▸ ПИСЬМЕННОЕ ЗАДАНИЕ: Напишите продолжение приведенного ниже фрагмента о памяти и образах как копиях ощущений, начав сразу после его последнего предложения.

▸ ФРАГМЕНТ ТЕКСТА:
/---

Одна из причин для рассмотрения памяти на этой ранней стадии заключается в том, что она, по-видимому, вовлечена в факт, что образы распознаются как «копии» прошлого чувственного опыта. В предыдущей лекции я сослался на принцип Юма «что все наши простые идеи при своем первом появлении производны от простых впечатлений, которые соответствуют им и которые они точно представляют». Независимо от того, подвержен ли этот принцип исключениям, все согласились бы, что он имеет широкую меру истины, хотя слово «точно» могло бы показаться преувеличением, и могло бы показаться более правильным сказать, что идеи ПРИБЛИЗИТЕЛЬНО представляют впечатления. Такие модификации принципа Юма, однако, не затрагивают проблему, которую я хочу представить на ваше рассмотрение, а именно: почему мы верим, что образы иногда или всегда, приблизительно или точно, являются копиями ощущений? Какого рода доказательства существуют? И какого рода доказательства логически возможны? Трудность этого вопроса возникает из-за того факта, что ощущение, которое образ должен копировать, находится в прошлом, когда образ существует, и поэтому может быть известно только по памяти, в то время как, с другой стороны, память о прошлых ощущениях кажется возможной только с помощью настоящих образов. Как же тогда мы можем найти какой-либо способ сравнения настоящего образа и прошлого ощущения? Проблема столь же остра, если мы говорим, что образы отличаются от своих прототипов, как если мы говорим, что они напоминают их; именно саму возможность сравнения трудно понять*. Мы думаем, что можем знать, что они похожи или различны, но мы не можем собрать их вместе в одном переживании и сравнить. Чтобы справиться с этой проблемой, мы должны иметь теорию памяти. Таким образом, весь статус образов как «копий» связан с анализом памяти.

* Как, например, мы можем получить такое знание, как следующее: «Если мы смотрим, скажем, на красный нос и воспринимаем его, и через некоторое время экфорируем его образ памяти, мы замечаем сразу, насколько непохож в своем сходстве этот образ памяти на первоначальное восприятие» (А. Вольгемут, «О чувствах и их нервном корреляте с исследованием природы боли», «Journal of Psychology», том viii, часть iv, июнь 1917 г.).

\---

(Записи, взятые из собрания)
/---

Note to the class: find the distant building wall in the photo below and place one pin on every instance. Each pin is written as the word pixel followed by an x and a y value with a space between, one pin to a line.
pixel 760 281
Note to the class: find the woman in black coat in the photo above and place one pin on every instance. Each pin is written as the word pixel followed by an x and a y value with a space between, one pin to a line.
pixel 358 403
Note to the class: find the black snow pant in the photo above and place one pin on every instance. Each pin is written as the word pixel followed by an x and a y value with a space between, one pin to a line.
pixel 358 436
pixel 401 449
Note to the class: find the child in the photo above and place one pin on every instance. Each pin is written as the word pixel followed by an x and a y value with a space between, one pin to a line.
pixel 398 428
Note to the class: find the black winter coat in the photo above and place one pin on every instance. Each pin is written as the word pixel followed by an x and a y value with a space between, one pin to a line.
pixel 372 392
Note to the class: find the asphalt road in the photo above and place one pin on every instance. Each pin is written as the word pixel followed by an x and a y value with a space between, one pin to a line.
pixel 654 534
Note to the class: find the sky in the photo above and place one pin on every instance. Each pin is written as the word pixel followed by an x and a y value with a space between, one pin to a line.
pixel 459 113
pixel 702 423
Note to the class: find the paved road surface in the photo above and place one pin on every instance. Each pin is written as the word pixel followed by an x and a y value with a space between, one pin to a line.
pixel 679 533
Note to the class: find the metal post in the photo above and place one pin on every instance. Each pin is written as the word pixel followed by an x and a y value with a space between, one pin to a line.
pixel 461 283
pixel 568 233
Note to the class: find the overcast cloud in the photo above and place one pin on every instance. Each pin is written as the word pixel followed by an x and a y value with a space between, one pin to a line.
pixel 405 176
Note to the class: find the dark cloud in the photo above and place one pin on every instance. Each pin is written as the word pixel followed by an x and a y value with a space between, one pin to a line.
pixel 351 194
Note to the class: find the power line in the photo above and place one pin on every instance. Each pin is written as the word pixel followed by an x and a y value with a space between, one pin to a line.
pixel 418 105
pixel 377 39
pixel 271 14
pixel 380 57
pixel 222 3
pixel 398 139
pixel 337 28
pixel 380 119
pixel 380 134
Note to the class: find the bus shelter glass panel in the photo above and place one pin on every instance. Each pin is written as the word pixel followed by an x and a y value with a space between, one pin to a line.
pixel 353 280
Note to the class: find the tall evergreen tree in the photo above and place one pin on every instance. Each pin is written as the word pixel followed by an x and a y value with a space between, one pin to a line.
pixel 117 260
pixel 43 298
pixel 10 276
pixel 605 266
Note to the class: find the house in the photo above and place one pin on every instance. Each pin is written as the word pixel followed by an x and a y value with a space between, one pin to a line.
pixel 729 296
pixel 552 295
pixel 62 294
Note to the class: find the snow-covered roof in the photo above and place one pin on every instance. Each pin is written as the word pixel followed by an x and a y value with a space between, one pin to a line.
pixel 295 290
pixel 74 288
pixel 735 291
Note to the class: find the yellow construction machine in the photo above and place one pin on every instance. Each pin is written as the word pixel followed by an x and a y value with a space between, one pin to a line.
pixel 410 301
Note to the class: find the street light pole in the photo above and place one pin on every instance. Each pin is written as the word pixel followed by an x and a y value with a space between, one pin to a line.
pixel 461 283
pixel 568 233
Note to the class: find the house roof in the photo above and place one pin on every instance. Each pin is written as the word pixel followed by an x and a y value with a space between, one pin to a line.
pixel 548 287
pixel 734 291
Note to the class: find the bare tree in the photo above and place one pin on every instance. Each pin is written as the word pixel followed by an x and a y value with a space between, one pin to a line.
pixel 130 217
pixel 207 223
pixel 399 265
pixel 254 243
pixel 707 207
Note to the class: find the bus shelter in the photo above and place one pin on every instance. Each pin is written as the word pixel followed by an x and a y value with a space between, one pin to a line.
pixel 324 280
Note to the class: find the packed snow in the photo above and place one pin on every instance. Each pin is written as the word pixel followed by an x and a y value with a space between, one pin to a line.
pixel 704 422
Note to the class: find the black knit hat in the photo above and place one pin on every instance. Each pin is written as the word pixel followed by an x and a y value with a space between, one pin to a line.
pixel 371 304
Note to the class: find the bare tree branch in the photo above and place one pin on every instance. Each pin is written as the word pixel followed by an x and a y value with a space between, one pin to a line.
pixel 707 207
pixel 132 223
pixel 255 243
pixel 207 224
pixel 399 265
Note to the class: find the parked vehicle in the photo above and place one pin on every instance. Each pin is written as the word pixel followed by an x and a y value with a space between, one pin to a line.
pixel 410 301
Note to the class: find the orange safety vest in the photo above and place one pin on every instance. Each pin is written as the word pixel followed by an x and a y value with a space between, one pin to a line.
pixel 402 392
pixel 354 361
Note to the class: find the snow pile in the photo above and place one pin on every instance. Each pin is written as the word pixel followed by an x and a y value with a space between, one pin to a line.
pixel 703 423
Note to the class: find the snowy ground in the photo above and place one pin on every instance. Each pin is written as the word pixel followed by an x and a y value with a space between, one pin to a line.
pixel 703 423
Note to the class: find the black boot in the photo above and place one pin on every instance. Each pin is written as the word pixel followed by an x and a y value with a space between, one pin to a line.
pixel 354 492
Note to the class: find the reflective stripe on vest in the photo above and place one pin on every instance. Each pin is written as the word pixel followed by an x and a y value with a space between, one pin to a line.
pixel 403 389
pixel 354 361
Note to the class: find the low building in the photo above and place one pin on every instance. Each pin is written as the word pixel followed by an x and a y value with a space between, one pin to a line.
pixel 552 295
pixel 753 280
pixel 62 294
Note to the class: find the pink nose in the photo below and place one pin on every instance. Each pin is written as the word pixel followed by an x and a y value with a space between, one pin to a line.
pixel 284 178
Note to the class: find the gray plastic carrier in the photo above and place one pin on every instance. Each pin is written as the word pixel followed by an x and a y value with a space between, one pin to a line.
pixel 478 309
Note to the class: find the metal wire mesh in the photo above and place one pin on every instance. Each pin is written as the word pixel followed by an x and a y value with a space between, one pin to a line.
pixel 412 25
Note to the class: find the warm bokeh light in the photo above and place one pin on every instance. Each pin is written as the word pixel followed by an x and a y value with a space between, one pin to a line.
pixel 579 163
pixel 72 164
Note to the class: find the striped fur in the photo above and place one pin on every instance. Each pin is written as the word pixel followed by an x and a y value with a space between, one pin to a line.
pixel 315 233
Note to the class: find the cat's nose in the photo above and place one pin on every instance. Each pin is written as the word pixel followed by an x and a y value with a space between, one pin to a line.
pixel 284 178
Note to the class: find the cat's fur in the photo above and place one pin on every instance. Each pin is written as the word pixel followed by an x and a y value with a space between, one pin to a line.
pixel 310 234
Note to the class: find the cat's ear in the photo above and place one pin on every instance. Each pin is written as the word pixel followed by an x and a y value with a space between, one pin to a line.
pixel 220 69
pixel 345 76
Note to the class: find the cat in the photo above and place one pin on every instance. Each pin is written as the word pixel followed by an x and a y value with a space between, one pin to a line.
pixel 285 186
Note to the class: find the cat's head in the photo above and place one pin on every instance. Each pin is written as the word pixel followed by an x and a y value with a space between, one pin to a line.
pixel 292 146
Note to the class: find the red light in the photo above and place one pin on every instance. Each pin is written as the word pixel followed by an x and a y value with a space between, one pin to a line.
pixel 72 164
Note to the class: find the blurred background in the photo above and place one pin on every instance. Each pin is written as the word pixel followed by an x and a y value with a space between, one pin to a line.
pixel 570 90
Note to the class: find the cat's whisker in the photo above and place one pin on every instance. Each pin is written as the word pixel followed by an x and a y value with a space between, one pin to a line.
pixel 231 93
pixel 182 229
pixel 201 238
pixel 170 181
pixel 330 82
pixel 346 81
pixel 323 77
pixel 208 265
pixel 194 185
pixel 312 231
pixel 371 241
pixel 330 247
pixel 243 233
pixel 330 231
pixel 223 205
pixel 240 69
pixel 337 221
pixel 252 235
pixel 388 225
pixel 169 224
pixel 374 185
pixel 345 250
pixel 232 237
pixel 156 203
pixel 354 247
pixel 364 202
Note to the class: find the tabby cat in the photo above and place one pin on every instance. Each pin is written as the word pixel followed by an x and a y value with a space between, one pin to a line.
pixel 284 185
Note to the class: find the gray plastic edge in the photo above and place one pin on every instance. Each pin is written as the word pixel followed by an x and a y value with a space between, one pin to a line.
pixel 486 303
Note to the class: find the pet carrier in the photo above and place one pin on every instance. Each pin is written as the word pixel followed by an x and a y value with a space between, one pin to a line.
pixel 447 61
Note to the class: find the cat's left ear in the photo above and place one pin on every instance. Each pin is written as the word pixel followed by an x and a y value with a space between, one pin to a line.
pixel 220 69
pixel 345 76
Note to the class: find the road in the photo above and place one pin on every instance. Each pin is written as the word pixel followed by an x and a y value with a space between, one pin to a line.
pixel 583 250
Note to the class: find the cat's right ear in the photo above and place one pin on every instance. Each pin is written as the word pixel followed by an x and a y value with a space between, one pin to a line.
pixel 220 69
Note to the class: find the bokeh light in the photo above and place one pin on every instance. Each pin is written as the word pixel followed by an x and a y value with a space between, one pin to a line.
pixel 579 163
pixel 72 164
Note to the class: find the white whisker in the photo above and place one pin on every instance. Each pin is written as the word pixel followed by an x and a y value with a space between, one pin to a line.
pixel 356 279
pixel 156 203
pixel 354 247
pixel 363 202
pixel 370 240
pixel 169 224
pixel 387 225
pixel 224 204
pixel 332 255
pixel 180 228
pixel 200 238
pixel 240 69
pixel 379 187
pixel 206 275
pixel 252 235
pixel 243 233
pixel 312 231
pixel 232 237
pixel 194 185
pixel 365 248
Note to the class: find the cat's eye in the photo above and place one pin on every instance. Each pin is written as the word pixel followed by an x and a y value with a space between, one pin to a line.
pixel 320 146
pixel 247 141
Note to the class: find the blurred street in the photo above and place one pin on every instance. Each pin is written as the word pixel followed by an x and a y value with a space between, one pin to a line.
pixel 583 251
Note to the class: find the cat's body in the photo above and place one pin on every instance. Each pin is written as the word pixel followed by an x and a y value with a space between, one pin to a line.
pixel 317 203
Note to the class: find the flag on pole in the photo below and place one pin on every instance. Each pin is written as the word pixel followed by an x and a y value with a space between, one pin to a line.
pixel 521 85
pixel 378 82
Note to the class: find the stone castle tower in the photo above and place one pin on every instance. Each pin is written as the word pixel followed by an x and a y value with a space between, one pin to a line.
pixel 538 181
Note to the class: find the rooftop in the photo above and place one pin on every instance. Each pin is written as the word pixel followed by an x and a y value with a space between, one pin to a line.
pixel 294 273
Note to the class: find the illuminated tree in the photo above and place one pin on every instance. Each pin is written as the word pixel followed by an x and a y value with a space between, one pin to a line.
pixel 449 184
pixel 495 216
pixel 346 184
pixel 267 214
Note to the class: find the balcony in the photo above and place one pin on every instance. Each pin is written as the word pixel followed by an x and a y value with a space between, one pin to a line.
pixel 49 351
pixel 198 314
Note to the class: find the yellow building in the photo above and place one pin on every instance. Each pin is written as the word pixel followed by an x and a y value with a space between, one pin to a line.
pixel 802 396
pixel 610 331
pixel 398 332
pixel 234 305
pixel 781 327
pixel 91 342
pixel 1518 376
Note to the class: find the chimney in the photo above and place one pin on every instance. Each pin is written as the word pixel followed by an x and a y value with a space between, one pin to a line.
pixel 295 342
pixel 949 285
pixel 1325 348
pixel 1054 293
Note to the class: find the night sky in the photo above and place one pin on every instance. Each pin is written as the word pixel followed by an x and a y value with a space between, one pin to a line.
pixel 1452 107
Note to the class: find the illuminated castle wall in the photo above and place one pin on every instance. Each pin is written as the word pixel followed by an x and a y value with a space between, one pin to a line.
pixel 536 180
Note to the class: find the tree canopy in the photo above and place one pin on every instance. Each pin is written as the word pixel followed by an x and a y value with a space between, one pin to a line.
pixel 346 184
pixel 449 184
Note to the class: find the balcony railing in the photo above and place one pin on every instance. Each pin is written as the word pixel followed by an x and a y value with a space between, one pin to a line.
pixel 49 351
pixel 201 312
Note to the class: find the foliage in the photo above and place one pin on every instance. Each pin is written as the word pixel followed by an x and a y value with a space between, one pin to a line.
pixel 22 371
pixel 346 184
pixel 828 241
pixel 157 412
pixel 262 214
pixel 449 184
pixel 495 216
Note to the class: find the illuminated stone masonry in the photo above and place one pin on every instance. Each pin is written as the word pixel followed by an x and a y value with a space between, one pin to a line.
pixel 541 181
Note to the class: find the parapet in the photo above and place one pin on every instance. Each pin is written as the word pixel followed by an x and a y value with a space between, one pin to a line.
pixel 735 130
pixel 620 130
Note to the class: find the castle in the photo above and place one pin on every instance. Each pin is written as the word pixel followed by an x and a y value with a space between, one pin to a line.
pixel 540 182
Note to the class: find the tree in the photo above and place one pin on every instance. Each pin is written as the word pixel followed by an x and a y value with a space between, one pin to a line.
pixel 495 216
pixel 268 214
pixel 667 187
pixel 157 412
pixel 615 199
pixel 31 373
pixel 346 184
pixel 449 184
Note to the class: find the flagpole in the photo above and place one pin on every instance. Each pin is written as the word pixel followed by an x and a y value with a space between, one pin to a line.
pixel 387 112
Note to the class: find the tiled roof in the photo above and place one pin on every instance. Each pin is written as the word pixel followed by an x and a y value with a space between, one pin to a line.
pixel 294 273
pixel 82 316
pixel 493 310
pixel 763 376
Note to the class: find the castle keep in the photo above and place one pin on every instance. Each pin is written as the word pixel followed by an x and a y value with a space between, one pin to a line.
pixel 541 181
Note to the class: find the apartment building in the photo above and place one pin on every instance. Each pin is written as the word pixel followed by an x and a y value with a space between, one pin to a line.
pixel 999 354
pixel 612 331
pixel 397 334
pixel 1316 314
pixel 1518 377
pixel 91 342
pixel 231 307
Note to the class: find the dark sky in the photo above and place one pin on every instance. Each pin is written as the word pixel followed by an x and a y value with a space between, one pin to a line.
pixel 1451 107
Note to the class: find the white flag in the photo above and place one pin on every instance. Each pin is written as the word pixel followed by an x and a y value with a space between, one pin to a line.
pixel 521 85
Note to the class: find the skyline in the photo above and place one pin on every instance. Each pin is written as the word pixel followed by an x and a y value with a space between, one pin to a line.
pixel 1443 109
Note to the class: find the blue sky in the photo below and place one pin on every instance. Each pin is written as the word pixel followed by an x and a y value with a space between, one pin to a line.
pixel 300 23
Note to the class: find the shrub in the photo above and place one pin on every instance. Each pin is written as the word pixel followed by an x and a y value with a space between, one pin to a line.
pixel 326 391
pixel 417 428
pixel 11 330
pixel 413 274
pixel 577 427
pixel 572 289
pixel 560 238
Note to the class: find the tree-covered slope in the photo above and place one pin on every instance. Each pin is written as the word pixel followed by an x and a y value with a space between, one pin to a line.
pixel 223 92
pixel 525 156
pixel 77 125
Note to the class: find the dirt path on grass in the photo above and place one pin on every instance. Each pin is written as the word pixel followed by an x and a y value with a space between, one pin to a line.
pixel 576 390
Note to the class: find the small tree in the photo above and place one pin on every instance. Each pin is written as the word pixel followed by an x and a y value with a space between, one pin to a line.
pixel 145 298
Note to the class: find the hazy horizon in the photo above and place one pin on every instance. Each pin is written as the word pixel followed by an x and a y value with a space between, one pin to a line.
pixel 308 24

\---

▸ ОТВЕТ НИЖЕ:
При исследовании верований памяти есть определенные моменты, которые должны быть приняты во внимание. Во-первых, все, что составляет верование памяти, происходит сейчас, а не в то прошлое время, к которому, как говорят, относится верование. Логически не является необходимым для существования верования памяти, чтобы запоминаемое событие произошло, или даже чтобы прошлое вообще существовало. Нет логической невозможности в гипотезе, что мир возник пять минут назад, точно таким, каким он был тогда, с населением, которое «помнило» полностью нереальное прошлое. Нет логически необходимой связи между событиями в разное время; поэтому ничто из того, что происходит сейчас или произойдет в будущем, не может опровергнуть гипотезу, что мир начался пять минут назад. Следовательно, события, которые НАЗЫВАЮТСЯ знанием прошлого, логически независимы от прошлого; они полностью анализируемы в настоящие содержания, которые могли бы, теоретически, быть именно тем, что они есть, даже если бы никакого прошлого не существовало.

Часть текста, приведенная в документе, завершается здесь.